Items from a labeling collection:

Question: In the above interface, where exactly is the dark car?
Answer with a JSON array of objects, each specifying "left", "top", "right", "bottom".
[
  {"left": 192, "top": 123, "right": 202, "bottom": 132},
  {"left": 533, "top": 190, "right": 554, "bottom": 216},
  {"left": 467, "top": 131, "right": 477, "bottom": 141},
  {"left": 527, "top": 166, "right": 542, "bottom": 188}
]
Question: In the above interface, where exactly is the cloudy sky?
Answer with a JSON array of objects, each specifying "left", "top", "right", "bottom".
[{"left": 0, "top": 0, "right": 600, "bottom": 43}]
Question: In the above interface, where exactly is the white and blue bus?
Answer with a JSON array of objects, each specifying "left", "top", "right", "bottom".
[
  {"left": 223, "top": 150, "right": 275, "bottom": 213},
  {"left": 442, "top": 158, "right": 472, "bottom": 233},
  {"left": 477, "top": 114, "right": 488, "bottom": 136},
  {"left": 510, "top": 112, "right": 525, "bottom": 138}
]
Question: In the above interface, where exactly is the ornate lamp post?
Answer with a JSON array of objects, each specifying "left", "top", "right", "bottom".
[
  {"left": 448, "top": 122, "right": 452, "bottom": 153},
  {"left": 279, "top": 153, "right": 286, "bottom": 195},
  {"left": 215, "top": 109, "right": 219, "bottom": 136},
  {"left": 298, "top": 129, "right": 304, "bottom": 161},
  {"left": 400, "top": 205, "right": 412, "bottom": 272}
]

Description of the task:
Take the data above and return it exactly.

Exercise solution:
Question: In the above interface, where exactly is the dark car?
Answer with a JSON array of objects, each specifying "left", "top", "right", "bottom".
[
  {"left": 192, "top": 123, "right": 202, "bottom": 132},
  {"left": 533, "top": 190, "right": 554, "bottom": 216},
  {"left": 467, "top": 131, "right": 477, "bottom": 141},
  {"left": 527, "top": 166, "right": 542, "bottom": 188}
]
Question: In the above interface, where exactly is the cloudy sky?
Answer with a JSON array of objects, each specifying "left", "top", "right", "bottom".
[{"left": 0, "top": 0, "right": 600, "bottom": 43}]
Question: In the above interface, where exactly is the white and blue bus?
Answer with a JSON array of objects, each specifying "left", "top", "right", "bottom".
[
  {"left": 223, "top": 150, "right": 275, "bottom": 213},
  {"left": 442, "top": 158, "right": 472, "bottom": 233},
  {"left": 477, "top": 114, "right": 488, "bottom": 136},
  {"left": 510, "top": 112, "right": 525, "bottom": 138}
]
Question: In the above interface, where exactly is the ornate lamp post?
Answer with a JSON array of objects, each specifying "left", "top", "right", "bottom".
[
  {"left": 448, "top": 122, "right": 452, "bottom": 153},
  {"left": 279, "top": 153, "right": 286, "bottom": 195},
  {"left": 215, "top": 109, "right": 219, "bottom": 136},
  {"left": 298, "top": 129, "right": 304, "bottom": 161},
  {"left": 400, "top": 205, "right": 412, "bottom": 272}
]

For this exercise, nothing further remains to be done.